In the lines below, look for "light". Copy each line where it appears.

=== Supplied records ===

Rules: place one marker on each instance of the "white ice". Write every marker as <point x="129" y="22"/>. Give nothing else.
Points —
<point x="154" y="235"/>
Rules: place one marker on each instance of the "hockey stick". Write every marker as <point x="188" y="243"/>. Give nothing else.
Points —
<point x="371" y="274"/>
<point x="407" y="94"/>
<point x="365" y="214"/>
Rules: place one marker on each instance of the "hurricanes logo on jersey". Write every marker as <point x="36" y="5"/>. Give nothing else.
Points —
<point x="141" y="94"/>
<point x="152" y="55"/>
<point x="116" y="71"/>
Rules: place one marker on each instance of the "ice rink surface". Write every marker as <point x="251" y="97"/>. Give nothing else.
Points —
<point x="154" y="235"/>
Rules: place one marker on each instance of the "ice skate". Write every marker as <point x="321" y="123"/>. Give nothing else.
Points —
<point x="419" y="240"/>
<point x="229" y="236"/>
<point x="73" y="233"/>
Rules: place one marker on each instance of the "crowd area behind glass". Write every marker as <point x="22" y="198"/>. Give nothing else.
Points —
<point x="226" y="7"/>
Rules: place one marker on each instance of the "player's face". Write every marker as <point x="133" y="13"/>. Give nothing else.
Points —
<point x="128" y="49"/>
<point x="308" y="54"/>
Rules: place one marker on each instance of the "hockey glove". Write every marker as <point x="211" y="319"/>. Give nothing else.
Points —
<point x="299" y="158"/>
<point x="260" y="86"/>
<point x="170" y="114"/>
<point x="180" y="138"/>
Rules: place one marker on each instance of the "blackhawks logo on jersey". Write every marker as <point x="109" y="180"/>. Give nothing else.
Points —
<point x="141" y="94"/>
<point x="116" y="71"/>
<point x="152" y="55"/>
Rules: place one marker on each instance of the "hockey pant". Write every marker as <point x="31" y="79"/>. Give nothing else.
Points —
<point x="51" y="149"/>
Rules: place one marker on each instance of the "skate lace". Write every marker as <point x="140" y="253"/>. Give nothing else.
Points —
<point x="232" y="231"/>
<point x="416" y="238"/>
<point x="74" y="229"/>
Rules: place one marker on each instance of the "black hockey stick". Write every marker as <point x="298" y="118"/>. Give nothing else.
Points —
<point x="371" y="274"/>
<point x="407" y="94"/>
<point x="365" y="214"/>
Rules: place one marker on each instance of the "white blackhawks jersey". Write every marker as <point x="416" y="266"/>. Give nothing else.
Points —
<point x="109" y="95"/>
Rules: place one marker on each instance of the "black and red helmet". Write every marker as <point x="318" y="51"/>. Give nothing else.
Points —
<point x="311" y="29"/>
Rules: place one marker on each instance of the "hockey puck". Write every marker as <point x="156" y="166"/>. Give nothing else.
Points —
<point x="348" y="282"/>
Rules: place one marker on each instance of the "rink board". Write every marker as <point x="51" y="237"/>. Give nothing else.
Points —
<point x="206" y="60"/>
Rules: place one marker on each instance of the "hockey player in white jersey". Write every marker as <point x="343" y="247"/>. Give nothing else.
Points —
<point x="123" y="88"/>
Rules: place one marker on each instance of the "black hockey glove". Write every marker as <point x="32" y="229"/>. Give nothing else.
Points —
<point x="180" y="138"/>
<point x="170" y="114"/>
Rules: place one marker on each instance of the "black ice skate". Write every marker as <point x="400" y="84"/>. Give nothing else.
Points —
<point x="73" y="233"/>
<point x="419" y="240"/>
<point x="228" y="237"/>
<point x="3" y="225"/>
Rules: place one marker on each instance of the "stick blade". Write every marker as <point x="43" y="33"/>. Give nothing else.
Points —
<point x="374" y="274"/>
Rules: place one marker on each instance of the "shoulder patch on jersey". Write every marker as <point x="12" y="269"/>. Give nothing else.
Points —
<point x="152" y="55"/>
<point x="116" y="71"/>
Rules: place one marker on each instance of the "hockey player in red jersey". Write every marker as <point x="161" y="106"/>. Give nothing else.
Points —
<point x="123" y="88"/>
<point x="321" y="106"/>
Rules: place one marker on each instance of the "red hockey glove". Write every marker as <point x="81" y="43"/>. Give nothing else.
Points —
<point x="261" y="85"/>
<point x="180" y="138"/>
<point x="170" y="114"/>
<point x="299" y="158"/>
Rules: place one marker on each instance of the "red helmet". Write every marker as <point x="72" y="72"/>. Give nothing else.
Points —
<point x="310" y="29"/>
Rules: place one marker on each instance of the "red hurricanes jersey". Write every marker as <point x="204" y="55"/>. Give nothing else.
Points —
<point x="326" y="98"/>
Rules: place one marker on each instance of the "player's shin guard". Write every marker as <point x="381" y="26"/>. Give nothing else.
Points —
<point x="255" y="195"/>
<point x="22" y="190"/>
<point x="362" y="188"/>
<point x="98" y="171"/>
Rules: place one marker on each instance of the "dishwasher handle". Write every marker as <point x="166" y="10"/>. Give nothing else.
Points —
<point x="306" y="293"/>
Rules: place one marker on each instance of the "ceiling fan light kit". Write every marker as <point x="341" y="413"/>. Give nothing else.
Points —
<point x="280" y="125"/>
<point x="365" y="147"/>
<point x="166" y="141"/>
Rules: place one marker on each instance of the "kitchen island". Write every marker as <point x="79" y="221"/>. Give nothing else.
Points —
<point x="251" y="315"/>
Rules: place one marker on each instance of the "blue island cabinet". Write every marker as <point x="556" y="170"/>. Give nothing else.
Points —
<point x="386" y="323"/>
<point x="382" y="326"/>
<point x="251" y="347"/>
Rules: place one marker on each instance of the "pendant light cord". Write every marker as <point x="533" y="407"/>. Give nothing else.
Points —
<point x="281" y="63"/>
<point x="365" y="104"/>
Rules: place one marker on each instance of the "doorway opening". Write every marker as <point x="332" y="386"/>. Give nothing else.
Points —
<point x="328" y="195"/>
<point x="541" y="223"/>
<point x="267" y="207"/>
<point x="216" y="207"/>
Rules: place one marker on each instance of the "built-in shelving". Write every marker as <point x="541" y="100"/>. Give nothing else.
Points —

===

Exercise output =>
Rules: place one marker on each instance of the "ceiling fan light kit". Write every marker as <point x="341" y="413"/>. Give nothing else.
Rules: place one marker on each instance of the "pendant light cord". Write every marker as <point x="533" y="407"/>. Give nothing else.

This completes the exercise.